===== Brano selezionato
Non è escluso che finiscano, ma il loro atteggiamento fiducioso e non fanatico può fungere da antidoto politico per il caos mal governato dagli stati nazionali. 

Il Capitan della compagnia
egli è ferito e sta per morir
e manda a dire ai suoi alpini
che lo rivengano a ritrovar.

Dell’eredità di Marco Pannella, suggerisce Bordin, inutile parlare. Eredità materiale non ce n’è, e su quella morale conviene non litigare: tutti eredi o tutti diseredati. La questione diventa: che fine faranno i Radicali? Presa alla lettera, implica l’eventualità che facciano una fine o l’altra, e che comunque finiscano. Non è affatto escluso, naturalmente. La formazione radicale non è edificata sulla roccia, e caso mai la roccia era Marco: la sua persona, non una sua dottrina, o una sua ideologia. Dalle persone si può imparare moltissimo, a condizione di non farsene imitatori. 

I suoi alpini gli mandan dire
che non han scarpe per camminar
“O con le scarpe o senza scarpe
i miei alpini li voglio qua”.
==========
===== Dati estratti
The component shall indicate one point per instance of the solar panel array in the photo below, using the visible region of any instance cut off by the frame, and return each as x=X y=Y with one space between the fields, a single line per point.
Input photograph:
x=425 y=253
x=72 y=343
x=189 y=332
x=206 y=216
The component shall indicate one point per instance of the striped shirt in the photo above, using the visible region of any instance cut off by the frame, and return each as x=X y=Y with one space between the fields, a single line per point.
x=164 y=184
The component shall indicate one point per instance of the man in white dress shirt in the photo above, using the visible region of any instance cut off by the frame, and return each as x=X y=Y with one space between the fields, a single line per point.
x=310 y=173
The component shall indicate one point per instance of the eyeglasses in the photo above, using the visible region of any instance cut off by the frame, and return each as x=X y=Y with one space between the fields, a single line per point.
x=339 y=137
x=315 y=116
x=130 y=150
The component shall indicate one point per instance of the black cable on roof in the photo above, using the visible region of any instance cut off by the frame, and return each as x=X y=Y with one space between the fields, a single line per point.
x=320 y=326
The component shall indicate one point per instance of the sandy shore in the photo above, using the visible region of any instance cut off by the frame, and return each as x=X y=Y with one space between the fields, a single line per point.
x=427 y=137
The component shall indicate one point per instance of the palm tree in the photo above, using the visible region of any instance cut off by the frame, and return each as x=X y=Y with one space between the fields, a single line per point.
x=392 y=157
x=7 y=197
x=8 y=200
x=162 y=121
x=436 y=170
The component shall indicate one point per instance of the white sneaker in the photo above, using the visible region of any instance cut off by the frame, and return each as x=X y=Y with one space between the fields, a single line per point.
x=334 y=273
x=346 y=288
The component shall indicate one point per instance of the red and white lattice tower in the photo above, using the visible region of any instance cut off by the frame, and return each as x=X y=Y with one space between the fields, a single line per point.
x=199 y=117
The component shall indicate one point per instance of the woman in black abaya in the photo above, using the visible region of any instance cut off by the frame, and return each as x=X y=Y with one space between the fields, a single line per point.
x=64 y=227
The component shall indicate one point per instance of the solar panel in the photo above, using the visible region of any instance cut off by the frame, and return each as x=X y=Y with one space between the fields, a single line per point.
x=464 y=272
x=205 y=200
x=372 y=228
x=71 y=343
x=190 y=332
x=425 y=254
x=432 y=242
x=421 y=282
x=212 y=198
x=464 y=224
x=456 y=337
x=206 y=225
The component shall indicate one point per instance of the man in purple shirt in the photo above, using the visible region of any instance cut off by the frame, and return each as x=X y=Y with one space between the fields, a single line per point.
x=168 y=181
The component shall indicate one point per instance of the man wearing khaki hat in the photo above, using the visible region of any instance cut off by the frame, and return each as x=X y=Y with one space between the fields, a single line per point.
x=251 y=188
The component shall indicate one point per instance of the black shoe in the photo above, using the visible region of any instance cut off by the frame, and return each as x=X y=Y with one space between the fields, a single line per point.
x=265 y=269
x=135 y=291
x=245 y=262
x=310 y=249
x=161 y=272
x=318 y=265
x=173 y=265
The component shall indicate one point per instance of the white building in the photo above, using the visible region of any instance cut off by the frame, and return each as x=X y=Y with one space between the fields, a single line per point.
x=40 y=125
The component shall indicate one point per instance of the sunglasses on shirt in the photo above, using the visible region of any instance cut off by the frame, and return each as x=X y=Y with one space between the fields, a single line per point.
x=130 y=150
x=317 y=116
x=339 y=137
==========
===== Dati estratti
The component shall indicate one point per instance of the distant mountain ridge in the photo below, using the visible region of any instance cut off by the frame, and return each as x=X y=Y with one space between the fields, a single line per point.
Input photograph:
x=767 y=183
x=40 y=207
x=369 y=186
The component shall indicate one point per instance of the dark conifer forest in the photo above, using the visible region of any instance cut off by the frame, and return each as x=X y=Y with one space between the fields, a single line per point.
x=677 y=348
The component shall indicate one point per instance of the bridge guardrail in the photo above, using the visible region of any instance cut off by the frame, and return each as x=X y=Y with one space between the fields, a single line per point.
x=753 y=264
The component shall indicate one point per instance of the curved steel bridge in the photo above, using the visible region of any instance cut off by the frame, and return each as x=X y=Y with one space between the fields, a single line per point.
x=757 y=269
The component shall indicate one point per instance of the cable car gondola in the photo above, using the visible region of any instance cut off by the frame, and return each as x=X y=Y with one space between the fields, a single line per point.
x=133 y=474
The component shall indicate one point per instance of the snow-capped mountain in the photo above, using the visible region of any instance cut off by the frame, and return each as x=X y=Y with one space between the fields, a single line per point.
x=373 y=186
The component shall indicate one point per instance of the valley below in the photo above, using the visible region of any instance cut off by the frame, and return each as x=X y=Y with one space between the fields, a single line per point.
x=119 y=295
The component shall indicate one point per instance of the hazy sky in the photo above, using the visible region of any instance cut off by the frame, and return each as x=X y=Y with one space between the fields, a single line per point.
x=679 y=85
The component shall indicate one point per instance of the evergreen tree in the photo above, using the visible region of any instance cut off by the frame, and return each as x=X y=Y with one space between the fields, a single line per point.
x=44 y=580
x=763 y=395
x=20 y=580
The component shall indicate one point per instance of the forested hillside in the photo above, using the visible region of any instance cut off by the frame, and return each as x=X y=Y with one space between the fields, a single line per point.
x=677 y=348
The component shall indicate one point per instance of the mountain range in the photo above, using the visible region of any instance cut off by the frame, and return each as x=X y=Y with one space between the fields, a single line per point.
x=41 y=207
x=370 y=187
==========
> Il compito
Indichi se ciascuna delle seguenti affermazioni concorda con il brano selezionato, rispondendo sì o no e citando alla lettera le parole del brano che lo stabiliscono. 1. Marco Pannella ha lasciato un'eredità materiale. 2. La formazione radicale è edificata sulla roccia. 3. Dalle persone si può imparare moltissimo.

> Risposta corretta
1. No: "Eredità materiale non ce n’è"
2. No: "La formazione radicale non è edificata sulla roccia"
3. Sì: "Dalle persone si può imparare moltissimo, a condizione di non farsene imitatori."